------ Extrait

Colombie 16, de Jardin à Jerico, tour de manège en Antioquia...
Colombie 16,
De Jardin à Jerico, tour de manège en Antioquia.
Dans la zona cafetera, au nord de Manizales, paraissant être à mille lieues du fameux « triangle du café », de solides villages paysans, pleins de vie, dédicacent aux visiteurs d’incroyables panoramas époustouflants !
Le petit numérique qui a le mérite de se glisser discrètement dans une poche et qui nous accompagne fidèlement dans nos voyages, ne rend pas justice à la beauté des décors de l’Antioquia du sud-ouest:
Dans cette région montagneuse qui libère l’arôme du café frais, le regard peut se perdre sur des horizons infinis, mais le cliché fixé sur la carte mémoire peine à traduire la réalité des nuances de ce musée multicolore à ciel ouvert !
Dans son ouvrage en noir et blanc, « Terres de café », le photographe Brésilien Sebastião Salgado décrit avec justesse l’univers particulier sous ces climats :
«Le monde du café est en grande partie marqué par l'isolement et le silence qui règnent dans les contrées montagneuses, loin de la ville, de ses bureaux et ses cafés où cette boisson accompagne un style de vie totalement différent…»
Et l’écrivain Chilien, Luis Sepúlveda, dépeint les scènes immuables du quotidien qui rythme l’âme des fincas de la zone caféière :
«Une longue file d'hommes et de femmes qui gravissent d'étroits sentiers menant au-dessus des nuages ou qui, à dos de mule, se fraient un passage à travers des jungles encore obscures et humides pour parvenir aux plantations […]. Le même bruissement fragile des mains qui récoltent un à un les grains, le son de ceux-ci en tombant, toujours un à un, dans le sac en toile de jute, le doux glissement des doigts lors du premier tri, encore grain par grain, et enfin la mélodie de mer calme que l'on entend quand ils se répandent sur les claies pour le séchage.»

------------

■ **Consigne 1**:
Indiquez si chacune des affirmations suivantes concorde avec le texte sur l'Antioquia, en répondant par oui ou par non et en citant textuellement les mots décisifs : (a) Sebastião Salgado est un photographe brésilien ; (b) les villages décrits se situent au sud de Manizales ; (c) le petit appareil numérique rend pleinement justice aux décors de la région.
■ **Consigne 2**:
Rédigez la suite du texte sur l'Antioquia à partir de la fin de la citation de Luis Sepúlveda.
La liste qui suit n'a aucun rapport avec le texte sur l'Antioquia.

------ Lignes de données

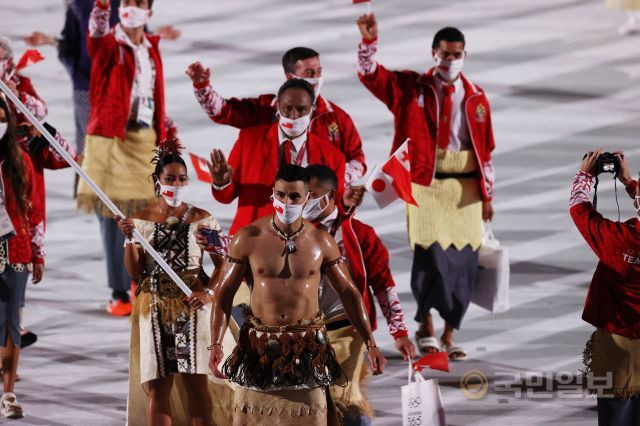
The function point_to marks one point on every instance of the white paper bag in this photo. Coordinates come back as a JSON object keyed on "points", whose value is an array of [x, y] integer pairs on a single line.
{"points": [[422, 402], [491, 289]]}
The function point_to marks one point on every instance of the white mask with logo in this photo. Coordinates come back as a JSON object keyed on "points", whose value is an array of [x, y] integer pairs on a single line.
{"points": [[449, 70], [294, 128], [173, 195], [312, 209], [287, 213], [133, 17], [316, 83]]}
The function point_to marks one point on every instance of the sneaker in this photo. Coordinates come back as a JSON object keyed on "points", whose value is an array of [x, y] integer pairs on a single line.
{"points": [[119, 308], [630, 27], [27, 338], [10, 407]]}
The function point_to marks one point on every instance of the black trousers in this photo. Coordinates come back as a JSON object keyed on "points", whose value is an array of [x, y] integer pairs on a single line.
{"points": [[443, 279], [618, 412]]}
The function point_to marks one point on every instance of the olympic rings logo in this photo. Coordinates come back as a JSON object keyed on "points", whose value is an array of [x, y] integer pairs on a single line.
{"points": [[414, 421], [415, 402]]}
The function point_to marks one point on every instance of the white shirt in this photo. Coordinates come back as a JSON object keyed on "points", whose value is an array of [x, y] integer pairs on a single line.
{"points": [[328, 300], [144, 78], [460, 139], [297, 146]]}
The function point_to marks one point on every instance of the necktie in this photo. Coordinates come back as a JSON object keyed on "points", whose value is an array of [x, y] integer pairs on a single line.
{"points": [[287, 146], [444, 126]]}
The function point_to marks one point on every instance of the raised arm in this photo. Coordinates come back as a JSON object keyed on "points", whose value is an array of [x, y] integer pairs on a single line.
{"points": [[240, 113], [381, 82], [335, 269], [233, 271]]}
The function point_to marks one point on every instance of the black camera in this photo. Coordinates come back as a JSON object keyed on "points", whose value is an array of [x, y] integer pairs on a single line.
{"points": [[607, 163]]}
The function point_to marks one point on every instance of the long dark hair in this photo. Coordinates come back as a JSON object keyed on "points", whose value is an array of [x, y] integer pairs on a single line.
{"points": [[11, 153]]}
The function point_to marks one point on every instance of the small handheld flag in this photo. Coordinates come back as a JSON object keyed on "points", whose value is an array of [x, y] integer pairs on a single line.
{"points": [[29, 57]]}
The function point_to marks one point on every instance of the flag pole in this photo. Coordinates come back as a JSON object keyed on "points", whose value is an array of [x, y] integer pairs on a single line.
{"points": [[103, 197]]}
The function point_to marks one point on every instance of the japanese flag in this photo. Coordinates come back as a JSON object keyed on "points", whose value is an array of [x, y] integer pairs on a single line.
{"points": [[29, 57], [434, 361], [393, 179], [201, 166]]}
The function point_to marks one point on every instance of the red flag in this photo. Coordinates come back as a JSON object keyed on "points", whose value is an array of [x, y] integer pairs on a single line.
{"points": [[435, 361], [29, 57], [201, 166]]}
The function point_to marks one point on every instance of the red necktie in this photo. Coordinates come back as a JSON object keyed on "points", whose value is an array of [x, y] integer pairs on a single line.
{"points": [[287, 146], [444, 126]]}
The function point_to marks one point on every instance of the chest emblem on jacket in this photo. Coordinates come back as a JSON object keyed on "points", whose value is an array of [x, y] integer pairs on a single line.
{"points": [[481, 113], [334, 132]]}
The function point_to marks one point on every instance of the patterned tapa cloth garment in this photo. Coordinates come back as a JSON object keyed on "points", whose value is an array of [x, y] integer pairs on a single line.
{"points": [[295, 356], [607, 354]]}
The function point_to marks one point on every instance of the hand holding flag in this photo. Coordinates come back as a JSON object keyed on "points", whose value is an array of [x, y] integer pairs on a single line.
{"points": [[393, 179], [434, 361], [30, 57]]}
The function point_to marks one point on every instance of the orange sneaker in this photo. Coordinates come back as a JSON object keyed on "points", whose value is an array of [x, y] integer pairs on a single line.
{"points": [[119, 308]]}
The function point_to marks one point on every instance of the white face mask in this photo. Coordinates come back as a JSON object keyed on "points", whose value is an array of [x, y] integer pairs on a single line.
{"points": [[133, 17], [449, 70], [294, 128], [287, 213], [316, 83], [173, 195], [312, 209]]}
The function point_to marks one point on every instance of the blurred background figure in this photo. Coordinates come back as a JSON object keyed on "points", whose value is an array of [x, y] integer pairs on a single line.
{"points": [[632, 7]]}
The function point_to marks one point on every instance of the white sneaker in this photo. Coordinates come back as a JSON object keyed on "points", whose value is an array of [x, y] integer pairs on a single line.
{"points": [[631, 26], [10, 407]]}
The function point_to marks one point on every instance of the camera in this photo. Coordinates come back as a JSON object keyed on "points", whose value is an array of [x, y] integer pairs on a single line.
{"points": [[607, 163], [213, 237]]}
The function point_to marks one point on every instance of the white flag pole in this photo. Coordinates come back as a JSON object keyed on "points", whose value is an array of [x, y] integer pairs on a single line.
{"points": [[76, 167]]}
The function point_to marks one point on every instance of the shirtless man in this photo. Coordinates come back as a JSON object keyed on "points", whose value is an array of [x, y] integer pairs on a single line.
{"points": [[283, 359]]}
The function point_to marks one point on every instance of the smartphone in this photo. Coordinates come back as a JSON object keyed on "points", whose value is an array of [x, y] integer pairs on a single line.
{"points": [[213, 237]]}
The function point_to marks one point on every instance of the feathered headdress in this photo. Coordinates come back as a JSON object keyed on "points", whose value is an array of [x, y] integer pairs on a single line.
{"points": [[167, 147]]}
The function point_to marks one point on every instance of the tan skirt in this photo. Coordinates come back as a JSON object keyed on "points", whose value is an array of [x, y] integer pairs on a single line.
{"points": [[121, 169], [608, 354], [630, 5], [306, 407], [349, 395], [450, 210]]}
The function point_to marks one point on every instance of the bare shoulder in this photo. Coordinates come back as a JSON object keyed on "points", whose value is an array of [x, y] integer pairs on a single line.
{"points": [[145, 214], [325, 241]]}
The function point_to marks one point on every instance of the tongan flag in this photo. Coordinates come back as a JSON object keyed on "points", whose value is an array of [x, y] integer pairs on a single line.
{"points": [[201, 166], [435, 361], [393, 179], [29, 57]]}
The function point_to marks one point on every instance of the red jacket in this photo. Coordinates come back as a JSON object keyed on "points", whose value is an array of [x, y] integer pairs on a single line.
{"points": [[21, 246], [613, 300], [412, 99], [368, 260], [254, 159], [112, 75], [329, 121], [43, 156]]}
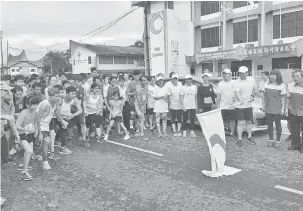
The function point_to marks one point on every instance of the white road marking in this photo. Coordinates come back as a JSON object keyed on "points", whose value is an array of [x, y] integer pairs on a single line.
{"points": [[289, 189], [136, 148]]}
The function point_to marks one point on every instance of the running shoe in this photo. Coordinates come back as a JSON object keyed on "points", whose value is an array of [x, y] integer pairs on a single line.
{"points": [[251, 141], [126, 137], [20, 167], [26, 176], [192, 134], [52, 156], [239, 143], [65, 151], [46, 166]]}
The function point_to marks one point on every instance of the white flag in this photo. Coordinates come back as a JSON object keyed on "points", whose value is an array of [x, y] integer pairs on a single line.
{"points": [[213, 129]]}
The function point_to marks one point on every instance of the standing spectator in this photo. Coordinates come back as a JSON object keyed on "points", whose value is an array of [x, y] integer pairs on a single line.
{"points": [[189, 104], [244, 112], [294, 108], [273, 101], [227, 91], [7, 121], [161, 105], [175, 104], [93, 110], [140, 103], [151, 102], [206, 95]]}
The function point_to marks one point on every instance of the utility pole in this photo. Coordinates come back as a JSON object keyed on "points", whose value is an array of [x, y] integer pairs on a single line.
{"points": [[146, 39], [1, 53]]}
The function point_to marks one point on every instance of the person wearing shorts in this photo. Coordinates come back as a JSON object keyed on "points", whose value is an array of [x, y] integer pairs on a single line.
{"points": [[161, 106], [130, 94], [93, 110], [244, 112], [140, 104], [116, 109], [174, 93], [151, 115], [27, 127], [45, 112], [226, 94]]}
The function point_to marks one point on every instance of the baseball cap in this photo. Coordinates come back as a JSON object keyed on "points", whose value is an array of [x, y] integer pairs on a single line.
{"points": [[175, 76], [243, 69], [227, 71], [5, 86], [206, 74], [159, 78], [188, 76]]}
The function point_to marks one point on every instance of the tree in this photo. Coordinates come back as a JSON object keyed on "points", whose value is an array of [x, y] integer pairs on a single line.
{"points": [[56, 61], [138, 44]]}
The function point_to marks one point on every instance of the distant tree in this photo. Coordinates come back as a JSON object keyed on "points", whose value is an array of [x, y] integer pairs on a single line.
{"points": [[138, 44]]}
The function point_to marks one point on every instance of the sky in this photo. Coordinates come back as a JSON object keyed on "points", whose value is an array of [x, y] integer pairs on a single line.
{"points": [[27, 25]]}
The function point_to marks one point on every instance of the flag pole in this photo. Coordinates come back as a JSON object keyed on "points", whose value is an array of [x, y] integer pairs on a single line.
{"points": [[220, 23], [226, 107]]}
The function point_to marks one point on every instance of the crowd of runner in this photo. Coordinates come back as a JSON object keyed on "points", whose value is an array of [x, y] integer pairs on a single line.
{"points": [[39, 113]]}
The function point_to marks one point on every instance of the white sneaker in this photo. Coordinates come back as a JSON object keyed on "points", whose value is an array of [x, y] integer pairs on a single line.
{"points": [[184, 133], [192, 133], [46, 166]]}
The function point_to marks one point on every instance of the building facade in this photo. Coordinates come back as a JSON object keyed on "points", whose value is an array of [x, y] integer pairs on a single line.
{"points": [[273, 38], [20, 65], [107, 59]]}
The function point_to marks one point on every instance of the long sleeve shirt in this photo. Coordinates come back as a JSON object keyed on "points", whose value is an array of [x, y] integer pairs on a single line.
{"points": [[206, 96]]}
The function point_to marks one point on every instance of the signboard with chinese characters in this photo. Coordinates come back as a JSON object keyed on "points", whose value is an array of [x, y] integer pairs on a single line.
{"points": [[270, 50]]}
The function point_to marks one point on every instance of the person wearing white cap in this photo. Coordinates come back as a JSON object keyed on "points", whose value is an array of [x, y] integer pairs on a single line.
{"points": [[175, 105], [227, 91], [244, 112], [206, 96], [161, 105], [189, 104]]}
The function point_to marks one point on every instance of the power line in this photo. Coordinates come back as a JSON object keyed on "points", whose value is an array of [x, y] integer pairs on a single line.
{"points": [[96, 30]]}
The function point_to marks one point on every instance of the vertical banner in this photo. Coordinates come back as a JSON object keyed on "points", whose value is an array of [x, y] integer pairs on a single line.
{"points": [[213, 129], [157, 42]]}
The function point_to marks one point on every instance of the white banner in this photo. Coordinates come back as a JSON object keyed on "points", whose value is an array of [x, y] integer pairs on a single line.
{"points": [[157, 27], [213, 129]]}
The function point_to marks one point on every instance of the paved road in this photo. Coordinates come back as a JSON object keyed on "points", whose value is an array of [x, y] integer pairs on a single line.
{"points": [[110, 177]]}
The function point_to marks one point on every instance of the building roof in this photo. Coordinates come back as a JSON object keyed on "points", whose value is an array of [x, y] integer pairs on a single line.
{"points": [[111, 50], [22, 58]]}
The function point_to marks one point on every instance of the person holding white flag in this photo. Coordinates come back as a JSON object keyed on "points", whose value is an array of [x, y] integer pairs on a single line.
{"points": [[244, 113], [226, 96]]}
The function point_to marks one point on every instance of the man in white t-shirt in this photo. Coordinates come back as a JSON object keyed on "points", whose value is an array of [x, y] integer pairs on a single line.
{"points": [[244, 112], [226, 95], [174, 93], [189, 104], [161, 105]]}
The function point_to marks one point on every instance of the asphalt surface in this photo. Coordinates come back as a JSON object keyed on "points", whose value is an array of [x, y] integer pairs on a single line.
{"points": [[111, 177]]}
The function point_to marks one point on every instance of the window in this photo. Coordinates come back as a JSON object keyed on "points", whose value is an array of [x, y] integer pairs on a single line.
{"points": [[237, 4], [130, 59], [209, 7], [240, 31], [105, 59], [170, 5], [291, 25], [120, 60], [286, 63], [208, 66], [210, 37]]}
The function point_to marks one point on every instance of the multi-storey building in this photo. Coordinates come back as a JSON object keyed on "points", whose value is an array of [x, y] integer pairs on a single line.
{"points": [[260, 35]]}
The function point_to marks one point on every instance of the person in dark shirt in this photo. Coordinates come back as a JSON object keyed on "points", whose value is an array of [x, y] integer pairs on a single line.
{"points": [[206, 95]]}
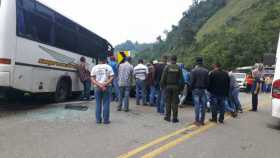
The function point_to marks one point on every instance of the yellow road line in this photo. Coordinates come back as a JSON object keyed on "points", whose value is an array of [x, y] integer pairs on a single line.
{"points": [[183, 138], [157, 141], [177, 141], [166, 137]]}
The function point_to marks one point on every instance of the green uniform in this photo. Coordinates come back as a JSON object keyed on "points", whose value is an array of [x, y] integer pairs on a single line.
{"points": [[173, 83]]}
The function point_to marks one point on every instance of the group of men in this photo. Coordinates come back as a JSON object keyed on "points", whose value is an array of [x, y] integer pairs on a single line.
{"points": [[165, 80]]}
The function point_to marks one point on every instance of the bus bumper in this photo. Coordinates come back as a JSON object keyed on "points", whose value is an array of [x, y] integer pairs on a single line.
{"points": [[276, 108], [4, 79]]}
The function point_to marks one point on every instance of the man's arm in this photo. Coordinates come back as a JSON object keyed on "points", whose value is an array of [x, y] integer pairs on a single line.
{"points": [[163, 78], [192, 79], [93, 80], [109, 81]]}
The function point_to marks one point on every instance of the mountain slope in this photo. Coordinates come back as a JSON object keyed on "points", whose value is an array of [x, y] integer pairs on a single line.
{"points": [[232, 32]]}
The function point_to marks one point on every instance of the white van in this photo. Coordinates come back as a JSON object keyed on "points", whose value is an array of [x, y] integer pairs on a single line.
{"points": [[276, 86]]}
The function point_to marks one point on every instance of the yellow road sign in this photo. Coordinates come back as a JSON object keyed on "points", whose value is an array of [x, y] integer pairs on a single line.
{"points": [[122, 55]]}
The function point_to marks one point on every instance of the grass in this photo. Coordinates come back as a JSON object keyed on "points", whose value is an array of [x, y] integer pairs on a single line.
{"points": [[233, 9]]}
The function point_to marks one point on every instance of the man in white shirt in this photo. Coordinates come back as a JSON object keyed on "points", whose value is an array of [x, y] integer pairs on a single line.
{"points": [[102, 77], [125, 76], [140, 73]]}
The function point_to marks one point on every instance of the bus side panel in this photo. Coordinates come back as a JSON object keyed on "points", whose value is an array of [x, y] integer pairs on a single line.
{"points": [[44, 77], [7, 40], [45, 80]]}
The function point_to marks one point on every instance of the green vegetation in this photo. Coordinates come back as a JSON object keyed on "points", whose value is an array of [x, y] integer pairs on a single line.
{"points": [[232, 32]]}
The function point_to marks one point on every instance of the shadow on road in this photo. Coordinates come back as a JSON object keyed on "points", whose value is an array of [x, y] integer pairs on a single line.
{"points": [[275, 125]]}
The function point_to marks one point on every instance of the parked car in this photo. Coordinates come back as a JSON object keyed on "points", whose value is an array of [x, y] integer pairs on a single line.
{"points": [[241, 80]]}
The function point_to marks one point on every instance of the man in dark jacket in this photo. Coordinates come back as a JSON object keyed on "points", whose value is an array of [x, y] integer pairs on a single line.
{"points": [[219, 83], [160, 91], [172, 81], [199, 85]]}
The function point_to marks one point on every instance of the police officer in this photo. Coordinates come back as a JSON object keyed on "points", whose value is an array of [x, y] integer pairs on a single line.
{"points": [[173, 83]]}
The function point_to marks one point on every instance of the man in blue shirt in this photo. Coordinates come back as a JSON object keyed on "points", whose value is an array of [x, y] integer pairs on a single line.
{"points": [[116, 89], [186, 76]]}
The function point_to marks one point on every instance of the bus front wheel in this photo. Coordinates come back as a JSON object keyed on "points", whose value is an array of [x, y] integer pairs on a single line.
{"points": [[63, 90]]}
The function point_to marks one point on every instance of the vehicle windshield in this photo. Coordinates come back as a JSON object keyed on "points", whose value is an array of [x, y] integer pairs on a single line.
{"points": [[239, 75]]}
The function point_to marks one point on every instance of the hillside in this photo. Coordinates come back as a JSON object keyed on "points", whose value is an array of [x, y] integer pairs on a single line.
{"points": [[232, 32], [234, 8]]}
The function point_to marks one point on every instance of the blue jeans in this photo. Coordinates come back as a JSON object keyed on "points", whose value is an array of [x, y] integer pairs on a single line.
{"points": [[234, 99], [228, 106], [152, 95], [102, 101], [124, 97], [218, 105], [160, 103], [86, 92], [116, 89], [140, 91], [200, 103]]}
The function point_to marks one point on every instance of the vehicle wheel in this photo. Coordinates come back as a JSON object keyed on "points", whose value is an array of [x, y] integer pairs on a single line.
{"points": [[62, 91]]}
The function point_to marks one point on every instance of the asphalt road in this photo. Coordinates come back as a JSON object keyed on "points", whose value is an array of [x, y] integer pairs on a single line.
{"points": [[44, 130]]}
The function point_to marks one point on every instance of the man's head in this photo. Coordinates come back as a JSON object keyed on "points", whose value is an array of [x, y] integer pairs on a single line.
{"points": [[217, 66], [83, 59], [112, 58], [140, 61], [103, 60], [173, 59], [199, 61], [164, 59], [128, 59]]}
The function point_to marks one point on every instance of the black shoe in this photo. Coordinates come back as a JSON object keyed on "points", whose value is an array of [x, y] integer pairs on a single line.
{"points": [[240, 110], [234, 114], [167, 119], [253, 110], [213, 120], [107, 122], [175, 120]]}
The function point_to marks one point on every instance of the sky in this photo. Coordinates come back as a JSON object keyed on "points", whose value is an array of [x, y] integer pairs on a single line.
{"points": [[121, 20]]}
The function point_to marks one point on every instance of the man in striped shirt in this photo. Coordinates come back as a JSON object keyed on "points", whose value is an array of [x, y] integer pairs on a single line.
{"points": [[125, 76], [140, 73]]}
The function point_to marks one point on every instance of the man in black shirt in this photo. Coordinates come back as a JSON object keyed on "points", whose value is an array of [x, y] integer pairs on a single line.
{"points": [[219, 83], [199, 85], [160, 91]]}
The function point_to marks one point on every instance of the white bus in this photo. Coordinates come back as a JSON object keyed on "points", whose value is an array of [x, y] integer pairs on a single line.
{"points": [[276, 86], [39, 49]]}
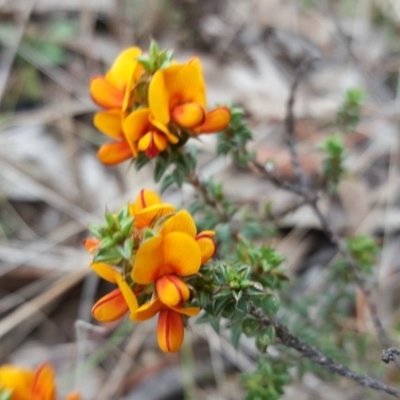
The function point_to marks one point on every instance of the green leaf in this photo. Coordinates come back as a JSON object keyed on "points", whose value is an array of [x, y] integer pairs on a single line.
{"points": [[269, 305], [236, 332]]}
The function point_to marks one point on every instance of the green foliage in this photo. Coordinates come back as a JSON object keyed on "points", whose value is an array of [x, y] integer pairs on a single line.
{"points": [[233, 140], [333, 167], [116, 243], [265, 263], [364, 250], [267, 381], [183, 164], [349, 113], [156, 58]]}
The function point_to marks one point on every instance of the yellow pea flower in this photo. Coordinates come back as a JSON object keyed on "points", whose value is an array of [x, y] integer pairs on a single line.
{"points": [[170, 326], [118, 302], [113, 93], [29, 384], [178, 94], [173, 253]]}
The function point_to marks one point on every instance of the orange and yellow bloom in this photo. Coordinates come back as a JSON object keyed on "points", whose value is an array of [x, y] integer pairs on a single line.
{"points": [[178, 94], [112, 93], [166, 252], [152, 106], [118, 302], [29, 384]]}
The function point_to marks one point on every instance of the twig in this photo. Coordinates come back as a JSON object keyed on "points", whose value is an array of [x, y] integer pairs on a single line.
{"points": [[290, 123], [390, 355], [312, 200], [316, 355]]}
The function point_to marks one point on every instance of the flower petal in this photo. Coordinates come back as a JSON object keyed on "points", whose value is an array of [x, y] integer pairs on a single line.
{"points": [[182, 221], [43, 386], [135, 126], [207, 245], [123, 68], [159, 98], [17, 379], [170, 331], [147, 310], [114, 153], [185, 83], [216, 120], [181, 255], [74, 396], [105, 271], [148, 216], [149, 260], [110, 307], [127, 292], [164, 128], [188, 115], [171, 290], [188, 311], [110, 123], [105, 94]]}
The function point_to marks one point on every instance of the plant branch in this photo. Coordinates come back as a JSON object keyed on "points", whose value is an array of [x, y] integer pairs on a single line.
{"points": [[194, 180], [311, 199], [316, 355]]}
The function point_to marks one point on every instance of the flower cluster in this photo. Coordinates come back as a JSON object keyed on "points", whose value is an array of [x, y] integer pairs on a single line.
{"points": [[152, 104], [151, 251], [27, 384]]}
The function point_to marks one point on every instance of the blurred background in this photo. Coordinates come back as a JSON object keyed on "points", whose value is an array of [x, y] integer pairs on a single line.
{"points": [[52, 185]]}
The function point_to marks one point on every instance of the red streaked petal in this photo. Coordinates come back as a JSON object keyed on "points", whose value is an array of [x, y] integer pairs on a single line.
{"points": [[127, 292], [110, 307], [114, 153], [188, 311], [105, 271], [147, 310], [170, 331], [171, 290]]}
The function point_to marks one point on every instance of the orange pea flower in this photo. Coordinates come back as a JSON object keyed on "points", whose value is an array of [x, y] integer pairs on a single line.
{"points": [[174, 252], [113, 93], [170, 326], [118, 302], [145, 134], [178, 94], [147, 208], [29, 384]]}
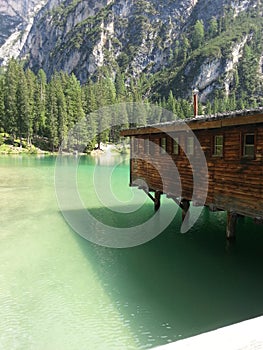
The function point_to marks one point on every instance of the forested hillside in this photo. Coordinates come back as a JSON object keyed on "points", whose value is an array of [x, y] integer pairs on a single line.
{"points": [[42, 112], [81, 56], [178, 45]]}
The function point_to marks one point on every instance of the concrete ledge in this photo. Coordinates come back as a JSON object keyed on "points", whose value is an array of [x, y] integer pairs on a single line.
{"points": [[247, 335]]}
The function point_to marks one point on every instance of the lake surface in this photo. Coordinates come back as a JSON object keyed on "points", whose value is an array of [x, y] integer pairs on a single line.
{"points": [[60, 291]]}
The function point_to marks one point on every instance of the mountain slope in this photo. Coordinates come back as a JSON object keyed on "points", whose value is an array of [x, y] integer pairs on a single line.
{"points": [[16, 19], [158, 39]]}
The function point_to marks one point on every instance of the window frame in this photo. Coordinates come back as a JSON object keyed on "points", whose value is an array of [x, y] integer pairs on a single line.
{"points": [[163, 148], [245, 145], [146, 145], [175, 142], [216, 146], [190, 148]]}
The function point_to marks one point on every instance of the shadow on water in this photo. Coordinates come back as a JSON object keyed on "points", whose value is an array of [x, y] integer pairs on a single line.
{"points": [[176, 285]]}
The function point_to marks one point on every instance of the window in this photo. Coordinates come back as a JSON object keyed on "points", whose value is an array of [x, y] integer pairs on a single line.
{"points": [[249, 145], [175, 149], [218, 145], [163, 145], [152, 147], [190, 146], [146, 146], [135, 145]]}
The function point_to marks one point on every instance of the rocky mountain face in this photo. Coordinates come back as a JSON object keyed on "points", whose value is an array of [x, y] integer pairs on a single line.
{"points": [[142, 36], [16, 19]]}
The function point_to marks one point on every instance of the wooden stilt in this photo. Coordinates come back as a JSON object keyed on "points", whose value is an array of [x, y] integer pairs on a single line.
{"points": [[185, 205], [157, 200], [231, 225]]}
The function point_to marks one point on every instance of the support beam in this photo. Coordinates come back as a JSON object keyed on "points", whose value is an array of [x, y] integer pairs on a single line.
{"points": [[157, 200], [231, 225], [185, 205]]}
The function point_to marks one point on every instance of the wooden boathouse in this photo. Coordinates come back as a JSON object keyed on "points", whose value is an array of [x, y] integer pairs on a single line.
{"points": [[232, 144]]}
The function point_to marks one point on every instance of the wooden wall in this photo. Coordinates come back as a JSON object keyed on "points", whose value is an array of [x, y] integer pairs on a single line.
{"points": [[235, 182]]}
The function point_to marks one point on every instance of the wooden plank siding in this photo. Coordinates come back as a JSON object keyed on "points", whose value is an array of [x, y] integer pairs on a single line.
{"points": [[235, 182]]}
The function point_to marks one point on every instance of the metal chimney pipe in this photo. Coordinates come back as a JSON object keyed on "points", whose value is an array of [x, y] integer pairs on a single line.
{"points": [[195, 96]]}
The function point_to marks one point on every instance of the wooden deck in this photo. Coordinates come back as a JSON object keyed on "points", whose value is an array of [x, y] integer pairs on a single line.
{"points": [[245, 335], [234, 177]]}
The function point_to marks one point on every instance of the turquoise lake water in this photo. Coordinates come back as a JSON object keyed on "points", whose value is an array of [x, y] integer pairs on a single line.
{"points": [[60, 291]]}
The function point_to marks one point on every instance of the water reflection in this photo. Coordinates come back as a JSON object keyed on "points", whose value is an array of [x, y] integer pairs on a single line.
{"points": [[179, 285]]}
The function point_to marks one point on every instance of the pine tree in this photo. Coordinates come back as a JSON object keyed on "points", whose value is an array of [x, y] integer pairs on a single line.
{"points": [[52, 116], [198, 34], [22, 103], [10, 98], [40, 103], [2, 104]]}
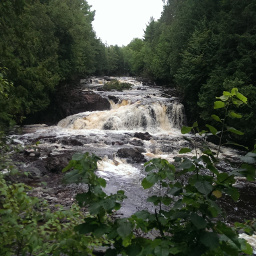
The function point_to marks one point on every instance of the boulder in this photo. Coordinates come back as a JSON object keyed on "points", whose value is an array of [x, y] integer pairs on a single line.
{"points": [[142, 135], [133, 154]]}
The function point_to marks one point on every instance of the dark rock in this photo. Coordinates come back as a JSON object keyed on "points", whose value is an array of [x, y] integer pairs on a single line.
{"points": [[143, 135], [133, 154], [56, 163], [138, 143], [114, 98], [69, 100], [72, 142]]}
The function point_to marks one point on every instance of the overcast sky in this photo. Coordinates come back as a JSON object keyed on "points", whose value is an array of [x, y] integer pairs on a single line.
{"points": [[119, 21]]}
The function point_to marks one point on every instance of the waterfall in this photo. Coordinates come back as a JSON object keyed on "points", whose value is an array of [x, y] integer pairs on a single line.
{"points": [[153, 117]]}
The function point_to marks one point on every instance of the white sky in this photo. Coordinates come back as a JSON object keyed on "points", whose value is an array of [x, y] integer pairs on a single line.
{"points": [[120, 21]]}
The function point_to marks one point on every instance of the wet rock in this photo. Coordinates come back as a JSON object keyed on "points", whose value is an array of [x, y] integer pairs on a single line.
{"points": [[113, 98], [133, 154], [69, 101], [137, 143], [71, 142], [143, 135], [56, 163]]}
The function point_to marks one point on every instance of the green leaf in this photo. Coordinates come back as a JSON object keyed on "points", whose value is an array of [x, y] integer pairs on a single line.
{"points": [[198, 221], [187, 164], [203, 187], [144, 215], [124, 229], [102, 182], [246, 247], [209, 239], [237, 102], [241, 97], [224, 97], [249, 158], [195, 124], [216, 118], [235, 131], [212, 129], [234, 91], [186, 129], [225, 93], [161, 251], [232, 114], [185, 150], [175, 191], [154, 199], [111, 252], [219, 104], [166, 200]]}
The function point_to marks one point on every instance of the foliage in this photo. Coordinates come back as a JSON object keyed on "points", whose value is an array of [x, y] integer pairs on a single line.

------------

■ **Réponse 1**:
(a) Oui : « le photographe Brésilien Sebastião Salgado ».
(b) Non : « au nord de Manizales ».
(c) Non : « ne rend pas justice à la beauté des décors de l’Antioquia du sud-ouest ».

■ **Réponse 2**:
« Un viejo que leía novelas de amor »
Café tôt du matin, café à dix heures, à midi, café de la tarde:
C’est toujours l’heure du tinto en Colombie !
Tasses vides sur la table rouge du bistrot, nous quittons Salamina.
Il faut d’abord « affronter » le court trajet de Salamina à La Felisa en passant par la Merced, 45 km de chemins empierrés pour près de 2h30 de Bus.
Sur les temps de parcours Google map est très optimiste!
Moyenne dérisoire, paysages splendides !
Le voyage a été « arrangé », nous n’avons pas tout compris, mais Roberto, fendu d’un grand sourire, a fait le nécessaire :
El Chico de l’oficina de turismo a téléphoné pour nous réserver deux places sur le minibus qui va nous cueillir au croisement de l’axe principal à La feliza.
À la sortie des lacets capricieux qui entaillent les parois verticales des parcelles de café, on nous attend !
Nous posons nos sacs à l’ombre d’une posada en bambous, la patronne nous a repérés (ce n’est pas trop difficile !).
Dans une demie heure un minibus nous prendra en charge pour rallier Jardin (prononcez Rrardinn) et nous paierons notre contribution directement au chauffeur.
Organisation parfaite dans ces villages de montagne qui font tout pour faciliter la vie des touristes !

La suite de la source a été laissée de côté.